(DESCRIPTION OF THE TASK) Reproduce the passage of the article on martial law in the southern Philippines between "Duterte’s response has" and "do they want?", inclusive.

(QUOTED PASSAGE)
┄┄┄┄┄┄┄┄┄┄

Why Duterte Declared Martial Law in Southern Philippines

By: Mario Lutz
May 31, 2017

Government troops aim their weapons during an assault on insurgents from the so-called Maute group, who took over large parts of Marawi City, southern Philippines, on May 25. Romeo Ranoco / Reuters

A lakeside city in the southern Philippines has been rocked by violence after ISIS-linked militants took hostages from a Catholic church and defiantly raised black flags synonymous with the terror group.

The clash in Muslim-majority Marawi, where firefighting erupted Tuesday, has led to at least 44 deaths involving militants, soldiers and police, according to the country’s Armed Forces. Some civilians were reportedly being used as human shields, while others, including children, were evacuated with the help of the military.

President Rodrigo Duterte had to cut short his trip to Moscow with Russian President Vladimir Putin — whom Duterte last fall hailed as his “favorite hero” — in order to deal with the growing conflict.

Duterte’s response has included declaring martial law across the southern tier of the Philippines and is warning he could expand it to the entire island nation of 100 million.

What happens next is being closely watched for how Duterte — dubbed “The Punisher” for his extreme positions and boasting of personally killing criminals in the nation’s drug war — handles a fraught situation that could potentially destabilize any chance for meaningful peace.

Who are the players and what do they want?

For the ISIS-linked fighters, it’s independence.

They are known as Abu Sayyaf, armed militants who reside in the southern Philippines — home to a mostly Muslim population compared to the rest of the nation, which is predominantly Catholic.

Abu Sayyaf, which translates to “bearer of the sword” in Arabic, was previously part of the larger political organization Moro National Liberation Front, which over the decades has held talks with the Philippine government for autonomy for the indigenous Moro communities. But Muslim factions want more — they want to secede — and have captured and killed foreigners in their pursuit for full independence.

┄┄┄┄┄┄┄┄┄┄

(GIVEN DATA)
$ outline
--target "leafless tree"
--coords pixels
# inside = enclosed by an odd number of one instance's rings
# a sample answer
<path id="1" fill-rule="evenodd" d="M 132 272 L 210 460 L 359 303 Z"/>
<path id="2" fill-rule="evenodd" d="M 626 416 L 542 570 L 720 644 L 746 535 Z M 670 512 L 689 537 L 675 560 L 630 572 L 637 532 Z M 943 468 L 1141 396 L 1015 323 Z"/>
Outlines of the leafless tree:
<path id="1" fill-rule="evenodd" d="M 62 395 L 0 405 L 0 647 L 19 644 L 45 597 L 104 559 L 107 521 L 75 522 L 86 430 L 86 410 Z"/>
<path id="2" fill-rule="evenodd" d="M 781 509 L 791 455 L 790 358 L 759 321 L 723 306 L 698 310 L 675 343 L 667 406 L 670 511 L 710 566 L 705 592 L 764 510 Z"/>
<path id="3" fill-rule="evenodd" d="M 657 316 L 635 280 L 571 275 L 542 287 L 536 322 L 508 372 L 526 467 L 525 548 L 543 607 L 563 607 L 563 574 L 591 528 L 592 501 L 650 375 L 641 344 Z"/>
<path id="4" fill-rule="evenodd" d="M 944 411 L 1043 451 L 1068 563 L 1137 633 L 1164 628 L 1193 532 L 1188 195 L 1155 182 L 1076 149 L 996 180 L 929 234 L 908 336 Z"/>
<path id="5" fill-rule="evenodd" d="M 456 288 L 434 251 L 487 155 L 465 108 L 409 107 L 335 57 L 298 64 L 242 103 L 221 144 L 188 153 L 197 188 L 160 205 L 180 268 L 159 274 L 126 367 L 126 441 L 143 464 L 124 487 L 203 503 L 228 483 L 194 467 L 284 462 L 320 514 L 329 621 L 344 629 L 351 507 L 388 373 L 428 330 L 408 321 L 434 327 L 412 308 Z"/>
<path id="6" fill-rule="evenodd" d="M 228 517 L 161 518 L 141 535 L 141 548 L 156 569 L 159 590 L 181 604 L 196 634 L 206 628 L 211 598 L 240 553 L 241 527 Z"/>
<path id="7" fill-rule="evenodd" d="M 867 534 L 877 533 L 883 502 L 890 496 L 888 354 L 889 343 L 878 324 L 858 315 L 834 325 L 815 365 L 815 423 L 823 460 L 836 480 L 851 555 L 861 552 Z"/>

┄┄┄┄┄┄┄┄┄┄

(TASK RESULT)
Duterte’s response has included declaring martial law across the southern tier of the Philippines and is warning he could expand it to the entire island nation of 100 million.

What happens next is being closely watched for how Duterte — dubbed “The Punisher” for his extreme positions and boasting of personally killing criminals in the nation’s drug war — handles a fraught situation that could potentially destabilize any chance for meaningful peace.

Who are the players and what do they want?